* WHAT NEEDS TO BE DONE *
Return exactly the span of lines in the following data that opens with the line containing "detect every path" and closes with the line containing "detect every beach". Include nothing else.

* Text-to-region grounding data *
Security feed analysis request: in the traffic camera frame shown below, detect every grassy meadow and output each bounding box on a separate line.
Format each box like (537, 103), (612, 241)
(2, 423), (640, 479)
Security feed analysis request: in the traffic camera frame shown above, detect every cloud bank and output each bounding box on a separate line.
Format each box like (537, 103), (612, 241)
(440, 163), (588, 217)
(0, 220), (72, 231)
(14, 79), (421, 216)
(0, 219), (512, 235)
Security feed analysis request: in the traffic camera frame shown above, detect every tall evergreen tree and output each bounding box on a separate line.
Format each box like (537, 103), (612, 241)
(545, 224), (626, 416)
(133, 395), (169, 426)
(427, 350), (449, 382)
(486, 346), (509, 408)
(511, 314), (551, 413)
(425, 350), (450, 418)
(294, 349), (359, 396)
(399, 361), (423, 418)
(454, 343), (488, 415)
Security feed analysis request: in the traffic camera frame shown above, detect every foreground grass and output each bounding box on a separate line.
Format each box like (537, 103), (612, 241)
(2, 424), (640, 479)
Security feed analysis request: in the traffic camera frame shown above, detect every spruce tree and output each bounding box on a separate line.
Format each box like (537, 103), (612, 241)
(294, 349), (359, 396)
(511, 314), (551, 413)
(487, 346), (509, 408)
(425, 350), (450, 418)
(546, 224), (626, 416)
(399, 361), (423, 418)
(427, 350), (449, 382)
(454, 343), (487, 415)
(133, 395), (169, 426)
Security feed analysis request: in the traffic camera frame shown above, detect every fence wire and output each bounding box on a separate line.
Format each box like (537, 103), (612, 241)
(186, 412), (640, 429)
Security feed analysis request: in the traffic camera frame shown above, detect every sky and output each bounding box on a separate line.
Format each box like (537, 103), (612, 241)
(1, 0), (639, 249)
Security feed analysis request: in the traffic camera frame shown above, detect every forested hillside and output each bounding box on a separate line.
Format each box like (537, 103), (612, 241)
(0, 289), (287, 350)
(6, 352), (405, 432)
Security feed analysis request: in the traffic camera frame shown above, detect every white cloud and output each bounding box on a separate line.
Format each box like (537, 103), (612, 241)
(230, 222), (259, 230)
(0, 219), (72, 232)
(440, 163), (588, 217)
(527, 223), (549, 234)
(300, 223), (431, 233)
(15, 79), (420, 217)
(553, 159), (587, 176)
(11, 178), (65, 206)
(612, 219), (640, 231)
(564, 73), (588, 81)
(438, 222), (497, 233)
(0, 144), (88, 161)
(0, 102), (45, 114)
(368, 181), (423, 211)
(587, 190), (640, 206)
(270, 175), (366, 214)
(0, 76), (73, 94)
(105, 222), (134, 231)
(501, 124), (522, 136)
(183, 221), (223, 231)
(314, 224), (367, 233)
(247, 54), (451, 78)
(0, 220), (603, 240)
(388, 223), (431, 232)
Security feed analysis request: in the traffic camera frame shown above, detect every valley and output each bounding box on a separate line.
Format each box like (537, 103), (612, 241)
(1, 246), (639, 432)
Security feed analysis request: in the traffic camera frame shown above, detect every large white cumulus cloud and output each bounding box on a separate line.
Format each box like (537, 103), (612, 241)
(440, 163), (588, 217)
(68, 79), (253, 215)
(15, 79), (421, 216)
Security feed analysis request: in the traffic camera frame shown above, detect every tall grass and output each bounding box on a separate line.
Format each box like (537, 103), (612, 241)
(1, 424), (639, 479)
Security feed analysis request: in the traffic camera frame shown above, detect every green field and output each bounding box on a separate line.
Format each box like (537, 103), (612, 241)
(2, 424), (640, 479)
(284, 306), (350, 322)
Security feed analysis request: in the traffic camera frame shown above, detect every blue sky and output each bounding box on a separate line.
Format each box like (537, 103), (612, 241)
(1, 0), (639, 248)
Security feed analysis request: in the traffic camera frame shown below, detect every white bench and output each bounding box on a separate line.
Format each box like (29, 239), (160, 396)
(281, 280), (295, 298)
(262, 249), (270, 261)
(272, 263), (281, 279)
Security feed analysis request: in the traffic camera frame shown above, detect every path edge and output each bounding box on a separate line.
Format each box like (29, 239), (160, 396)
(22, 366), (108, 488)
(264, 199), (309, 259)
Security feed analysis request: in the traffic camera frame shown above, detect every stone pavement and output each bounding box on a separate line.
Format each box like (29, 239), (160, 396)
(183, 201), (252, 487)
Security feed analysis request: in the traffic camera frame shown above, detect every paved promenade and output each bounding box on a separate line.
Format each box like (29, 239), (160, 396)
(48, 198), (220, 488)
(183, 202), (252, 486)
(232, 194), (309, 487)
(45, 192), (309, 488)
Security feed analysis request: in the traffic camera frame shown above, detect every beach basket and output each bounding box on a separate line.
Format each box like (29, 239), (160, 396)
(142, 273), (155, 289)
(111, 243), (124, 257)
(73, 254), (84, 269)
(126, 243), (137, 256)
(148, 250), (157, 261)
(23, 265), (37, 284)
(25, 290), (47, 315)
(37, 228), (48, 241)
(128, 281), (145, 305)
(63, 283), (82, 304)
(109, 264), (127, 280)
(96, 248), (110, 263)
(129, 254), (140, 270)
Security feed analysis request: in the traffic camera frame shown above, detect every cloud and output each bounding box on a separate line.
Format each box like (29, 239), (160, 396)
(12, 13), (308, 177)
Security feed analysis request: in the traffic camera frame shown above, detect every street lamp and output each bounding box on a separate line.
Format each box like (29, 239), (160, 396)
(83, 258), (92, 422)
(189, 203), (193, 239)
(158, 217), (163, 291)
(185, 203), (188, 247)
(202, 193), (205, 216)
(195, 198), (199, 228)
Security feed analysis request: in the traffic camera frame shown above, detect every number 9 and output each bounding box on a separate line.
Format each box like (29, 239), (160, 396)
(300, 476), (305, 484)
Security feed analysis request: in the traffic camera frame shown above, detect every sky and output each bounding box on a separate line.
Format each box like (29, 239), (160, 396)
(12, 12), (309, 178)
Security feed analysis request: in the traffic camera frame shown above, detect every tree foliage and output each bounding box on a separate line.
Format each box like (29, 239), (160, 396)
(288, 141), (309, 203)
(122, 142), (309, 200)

* TASK OUTPUT *
Security feed analysis request: in the traffic camera frame shown above, detect every path edge and output each bounding box on a separate line.
Format each box like (29, 239), (160, 396)
(22, 366), (108, 488)
(264, 199), (309, 259)
Security feed analysis request: in the traffic camera frame shown above, detect every stone pavement and output each bounding box on a separate line.
Format each box like (29, 239), (160, 396)
(183, 201), (252, 487)
Security feed analysis request: in the traffic camera frame shown above, detect every paved promenade and output each bounding box on a separate line.
Format each box like (29, 239), (160, 396)
(48, 198), (220, 488)
(183, 202), (252, 486)
(232, 194), (309, 487)
(45, 192), (309, 488)
Security feed analysis request: in the traffic camera frame shown above, detect every beach basket and output each bounding box on a separate line.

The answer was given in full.